● **EXCERPT PROVIDED**:
========================================
Beck is our lead buyer. She likes anti-capitalist dystopias, anarchism as an ethical framework, and telling you about her beloved (but dead) dog. When she was eleven years old, her grandfather (aka primary book benefactor) marched her into a mall bookstore and asked the bookseller to please give her something she couldn't finish in one day... and that's how she ended up reading The Wheel of Time. At this point in her life, she avoids reading fiction written by men at all costs.
The deadpan, misandrist thriller of my dreams. Set in Nigeria, this debut novel moves at a breakneck clip as it explores the rivalry and bond of two sisters -- Ayoola (who keeps murdering her boyfriends) and Korede (who keeps cleaning up the bodies) -- and their distinct ways of navigating a deeply patriarchal society with a shared history of abuse at the hands of men.
"Severance" by Ling Ma is a dark, deeply unnerving horror-satire with strong anti-capitalist currents. Set in present-day New York City, Candace Chen -- a millennial working for a Bible production company -- reflects on her past and present as Shen Fever devastates the city & the world beyond, turning the "fevered" into walking corpses doomed to endlessly cycle through their repetitive, menial tasks and lives until they rot. If you love Margaret Atwood's MaddAddam Trilogy and feeling ALL the stomach churning feels, this book is for YOU.
The Broken Earth trilogy is set on an alternate earth called the "Stillness," where society is structured around surviving catastrophic climate events -- earthquakes, tsunamis, volcanoes -- and a deep hatred for Orogenes, individuals with the supernatural ability to control and manipulate geo-energy. I cannot overstate how fucking magical it is to read epic fantasy, written by a Black woman, with queer and trans characters, and profoundly informed by racial injustice and climate change.
At the center of the tale is a drowned child, pulled from the river's icy waters and pronounced dead, until she miraculously awakens. It's the late 19th century, and the girl won't speak, so it's left to the full cast of fascinating characters -- from the scientifically-minded local nurse, to a couple grieving the disappearance of their own young daughter, to the River Thames itself -- to make sense of who she is and how she survived, through religion, folklore, and emerging science. You'll want to clear your schedule, curl up with a blanket and a cup of tea, and fully enjoy this quiet, thoughtful journey.
I've seen this book summed up as "Harry Potter, if written by Leo Tolstoy" and y'all, I am so here for it. The Institute is no Hogwarts. On Sacco and Vanzetti Street, the mundanities of college life mix with flashes of deep undercurrents of magic -- presented as a fascinating and miserable combination of metaphysics, mania, and delusion -- in a way that borders on psychological horror. Fans of Russian literature, dark fantasy, and people who are really into that nagging feeling that there's a bunch of symbolism going right over their head (me, I'm talking about me) will find much to sink their teeth into here.
========================================
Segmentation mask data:
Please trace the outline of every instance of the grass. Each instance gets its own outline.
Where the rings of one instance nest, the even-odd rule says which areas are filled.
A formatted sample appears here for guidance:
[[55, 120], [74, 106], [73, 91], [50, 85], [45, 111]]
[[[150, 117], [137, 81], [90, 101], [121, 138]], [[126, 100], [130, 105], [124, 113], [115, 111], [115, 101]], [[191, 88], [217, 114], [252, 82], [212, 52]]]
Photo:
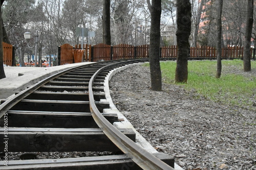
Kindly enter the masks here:
[[[174, 83], [176, 67], [176, 62], [161, 62], [164, 82]], [[188, 61], [188, 82], [177, 84], [216, 102], [233, 106], [252, 106], [255, 102], [255, 99], [254, 101], [252, 99], [255, 99], [256, 77], [252, 73], [244, 76], [243, 61], [222, 61], [220, 79], [215, 78], [216, 67], [216, 61]], [[251, 61], [251, 68], [256, 69], [256, 61]], [[232, 72], [234, 69], [237, 71]]]

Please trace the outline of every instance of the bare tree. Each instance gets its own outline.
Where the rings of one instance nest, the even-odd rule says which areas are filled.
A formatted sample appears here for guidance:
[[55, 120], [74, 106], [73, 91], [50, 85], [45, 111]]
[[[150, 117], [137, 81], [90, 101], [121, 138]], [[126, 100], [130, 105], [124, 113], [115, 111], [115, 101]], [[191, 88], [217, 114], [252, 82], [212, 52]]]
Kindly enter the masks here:
[[188, 57], [188, 39], [191, 31], [191, 4], [189, 0], [177, 2], [178, 54], [175, 72], [175, 82], [187, 81], [187, 58]]
[[223, 5], [223, 0], [219, 0], [219, 10], [217, 17], [217, 41], [216, 46], [217, 47], [217, 70], [215, 77], [219, 79], [221, 75], [221, 35], [222, 33], [222, 23], [221, 16], [222, 14], [222, 6]]
[[162, 76], [159, 62], [161, 4], [161, 0], [152, 0], [151, 11], [150, 64], [151, 88], [155, 91], [162, 90]]
[[245, 35], [244, 48], [244, 71], [250, 71], [251, 56], [250, 42], [252, 26], [253, 24], [253, 0], [247, 1], [247, 13], [246, 19], [246, 27]]
[[198, 8], [196, 7], [197, 6], [196, 4], [198, 3], [196, 1], [191, 1], [192, 7], [193, 7], [193, 10], [192, 13], [192, 16], [194, 18], [194, 24], [195, 26], [195, 32], [193, 36], [193, 46], [197, 46], [197, 37], [198, 35], [198, 31], [199, 30], [199, 24], [202, 21], [202, 12], [203, 11], [203, 7], [205, 5], [205, 0], [201, 0], [199, 2], [199, 6]]
[[110, 33], [110, 0], [104, 0], [103, 5], [103, 42], [111, 45]]
[[[2, 5], [4, 3], [4, 0], [1, 0], [0, 6], [0, 19], [2, 20]], [[3, 22], [0, 22], [0, 28], [2, 28]], [[4, 69], [4, 49], [2, 45], [3, 41], [3, 29], [0, 29], [0, 79], [5, 78], [6, 76]]]

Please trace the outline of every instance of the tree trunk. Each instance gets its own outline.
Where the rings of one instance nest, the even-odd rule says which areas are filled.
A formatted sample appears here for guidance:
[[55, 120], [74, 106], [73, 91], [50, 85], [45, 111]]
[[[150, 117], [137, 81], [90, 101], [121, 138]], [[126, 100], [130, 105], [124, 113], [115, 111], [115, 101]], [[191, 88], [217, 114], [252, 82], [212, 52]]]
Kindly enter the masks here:
[[177, 7], [178, 52], [175, 82], [186, 83], [189, 46], [188, 38], [191, 31], [191, 4], [189, 0], [177, 1]]
[[150, 63], [151, 88], [162, 90], [162, 75], [159, 62], [161, 1], [152, 0], [150, 29]]
[[198, 30], [199, 30], [199, 23], [200, 23], [202, 11], [203, 10], [203, 6], [204, 4], [205, 0], [201, 0], [200, 6], [198, 9], [198, 12], [197, 16], [197, 20], [196, 22], [196, 29], [195, 30], [195, 40], [194, 46], [197, 46], [197, 35], [198, 34]]
[[251, 57], [250, 42], [252, 25], [253, 23], [253, 0], [247, 1], [247, 13], [246, 19], [246, 27], [244, 38], [244, 71], [250, 71]]
[[110, 0], [104, 0], [102, 15], [103, 43], [111, 45], [110, 34]]
[[219, 10], [218, 11], [217, 16], [217, 70], [215, 77], [219, 79], [221, 75], [221, 34], [222, 34], [222, 23], [221, 23], [221, 15], [222, 14], [222, 6], [223, 4], [223, 0], [219, 0]]
[[[0, 19], [2, 19], [2, 5], [4, 1], [1, 0], [0, 6]], [[2, 28], [2, 22], [0, 22], [0, 28]], [[3, 48], [3, 29], [0, 29], [0, 79], [5, 78], [5, 70], [4, 69], [4, 49]]]

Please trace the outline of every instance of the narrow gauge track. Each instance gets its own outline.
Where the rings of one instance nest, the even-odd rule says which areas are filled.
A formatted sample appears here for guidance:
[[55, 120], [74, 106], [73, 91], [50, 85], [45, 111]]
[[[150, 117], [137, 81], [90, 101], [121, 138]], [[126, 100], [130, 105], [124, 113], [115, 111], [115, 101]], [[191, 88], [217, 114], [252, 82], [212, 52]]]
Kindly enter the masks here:
[[174, 169], [168, 165], [174, 166], [169, 156], [148, 153], [135, 143], [133, 131], [112, 125], [119, 121], [116, 114], [103, 112], [110, 107], [103, 86], [109, 71], [146, 61], [111, 61], [74, 67], [38, 82], [0, 105], [0, 152], [8, 149], [9, 152], [121, 151], [123, 154], [9, 161], [3, 156], [0, 169]]

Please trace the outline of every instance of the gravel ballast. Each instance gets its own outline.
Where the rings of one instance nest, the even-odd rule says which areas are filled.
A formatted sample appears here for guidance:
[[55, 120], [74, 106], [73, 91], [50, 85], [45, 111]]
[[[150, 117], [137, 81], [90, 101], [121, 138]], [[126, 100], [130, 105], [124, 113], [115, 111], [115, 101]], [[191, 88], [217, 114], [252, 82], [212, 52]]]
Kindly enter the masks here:
[[163, 83], [161, 92], [150, 87], [142, 66], [110, 83], [117, 109], [156, 150], [185, 169], [256, 169], [255, 107], [221, 105], [174, 84]]

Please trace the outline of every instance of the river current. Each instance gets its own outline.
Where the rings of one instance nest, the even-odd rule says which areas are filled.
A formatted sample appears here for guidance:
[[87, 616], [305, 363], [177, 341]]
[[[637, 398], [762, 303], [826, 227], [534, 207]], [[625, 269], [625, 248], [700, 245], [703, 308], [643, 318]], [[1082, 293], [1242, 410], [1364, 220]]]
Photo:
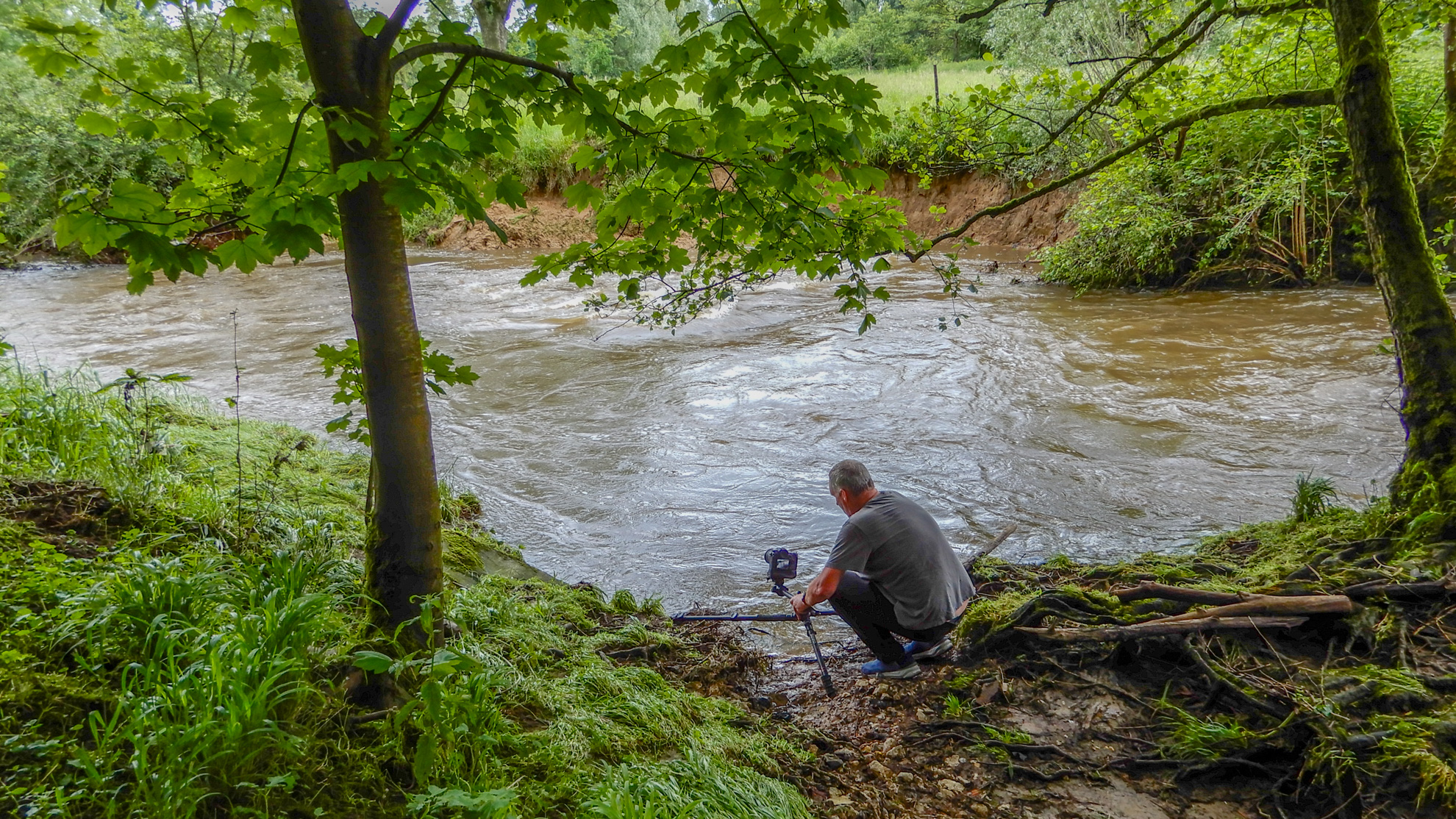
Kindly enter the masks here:
[[[815, 570], [843, 521], [826, 470], [844, 457], [960, 548], [1015, 522], [999, 554], [1040, 560], [1281, 516], [1300, 471], [1358, 505], [1399, 455], [1369, 288], [1073, 298], [1002, 255], [999, 272], [973, 265], [960, 303], [927, 268], [893, 271], [865, 336], [831, 287], [788, 279], [673, 335], [588, 317], [565, 282], [518, 287], [530, 259], [412, 255], [422, 333], [482, 375], [434, 403], [440, 468], [534, 564], [670, 610], [767, 607], [766, 548]], [[236, 311], [245, 415], [320, 434], [339, 415], [312, 353], [352, 336], [338, 255], [140, 297], [115, 266], [0, 287], [0, 335], [26, 359], [179, 371], [217, 406]]]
========================================
● **WHAT IS REQUIRED**: Write out the book picks again, starting with "Beck is our" and going on through "hands of men.", with "grandfather" swapped for "grandmother".

● **RESULT OF THE EXERCISE**:
Beck is our lead buyer. She likes anti-capitalist dystopias, anarchism as an ethical framework, and telling you about her beloved (but dead) dog. When she was eleven years old, her grandmother (aka primary book benefactor) marched her into a mall bookstore and asked the bookseller to please give her something she couldn't finish in one day... and that's how she ended up reading The Wheel of Time. At this point in her life, she avoids reading fiction written by men at all costs.
The deadpan, misandrist thriller of my dreams. Set in Nigeria, this debut novel moves at a breakneck clip as it explores the rivalry and bond of two sisters -- Ayoola (who keeps murdering her boyfriends) and Korede (who keeps cleaning up the bodies) -- and their distinct ways of navigating a deeply patriarchal society with a shared history of abuse at the hands of men.